**Your goal**
Reproduce every one of the records below character for character, leaving out the pictures.

┌──

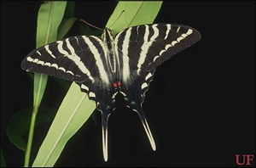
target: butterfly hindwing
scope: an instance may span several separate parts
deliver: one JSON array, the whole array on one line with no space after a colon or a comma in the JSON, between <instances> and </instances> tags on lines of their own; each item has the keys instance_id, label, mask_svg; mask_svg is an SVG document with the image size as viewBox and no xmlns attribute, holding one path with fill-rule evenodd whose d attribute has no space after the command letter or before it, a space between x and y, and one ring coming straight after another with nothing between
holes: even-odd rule
<instances>
[{"instance_id":1,"label":"butterfly hindwing","mask_svg":"<svg viewBox=\"0 0 256 168\"><path fill-rule=\"evenodd\" d=\"M141 119L152 148L155 143L143 110L157 66L195 43L200 33L189 26L151 24L121 31L115 36L105 28L102 37L78 36L51 42L30 53L22 61L26 71L75 81L102 112L102 149L108 160L108 120L115 96Z\"/></svg>"}]
</instances>

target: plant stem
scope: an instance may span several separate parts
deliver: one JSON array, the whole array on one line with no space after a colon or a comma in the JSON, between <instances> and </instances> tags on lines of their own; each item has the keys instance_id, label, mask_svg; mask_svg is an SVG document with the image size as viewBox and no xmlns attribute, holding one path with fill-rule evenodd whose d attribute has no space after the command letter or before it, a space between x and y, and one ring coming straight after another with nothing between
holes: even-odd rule
<instances>
[{"instance_id":1,"label":"plant stem","mask_svg":"<svg viewBox=\"0 0 256 168\"><path fill-rule=\"evenodd\" d=\"M33 140L34 128L35 128L35 123L36 123L38 111L38 107L35 106L33 108L33 111L32 111L32 118L31 118L31 122L30 122L27 145L26 145L26 153L25 153L24 167L28 167L29 166L31 148L32 148L32 140Z\"/></svg>"}]
</instances>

└──

**Problem solution**
target: butterfly hindwing
scope: an instance may span several separate parts
deliver: one JSON array, the whole array on one line with no space after a colon or a comma in the JSON, between <instances> and </instances> tags on lines of their own; each item has the keys instance_id, label, mask_svg; mask_svg is an SVG document with the image size as viewBox and no xmlns attribute, holding one path with fill-rule evenodd whose d attribute has no space after the command letter or before it, a space between x and y, and one ring coming straight after another with nothing between
holes: even-odd rule
<instances>
[{"instance_id":1,"label":"butterfly hindwing","mask_svg":"<svg viewBox=\"0 0 256 168\"><path fill-rule=\"evenodd\" d=\"M141 119L152 148L155 143L143 110L157 66L195 43L200 33L189 26L151 24L121 31L115 36L105 28L102 37L78 36L51 42L30 53L22 61L26 71L75 81L102 112L102 149L108 160L108 120L115 96Z\"/></svg>"}]
</instances>

target: plant stem
scope: an instance may span several separate parts
deliver: one JSON array, the whole array on one line with no space after a colon or a comma in the JSON, between <instances> and </instances> tags on lines of their own; each item has the keys instance_id, label, mask_svg; mask_svg is an SVG document with the image size as viewBox and no xmlns attribute, holding one path with fill-rule evenodd whose d attribute has no space after the command letter or before it, a space between x and y, and one ring coming straight after another with nothing between
holes: even-odd rule
<instances>
[{"instance_id":1,"label":"plant stem","mask_svg":"<svg viewBox=\"0 0 256 168\"><path fill-rule=\"evenodd\" d=\"M33 140L34 128L35 128L35 123L36 123L38 111L38 107L35 106L33 108L33 111L32 111L32 118L31 118L31 122L30 122L27 145L26 145L26 153L25 153L24 167L28 167L29 166L31 148L32 148L32 140Z\"/></svg>"}]
</instances>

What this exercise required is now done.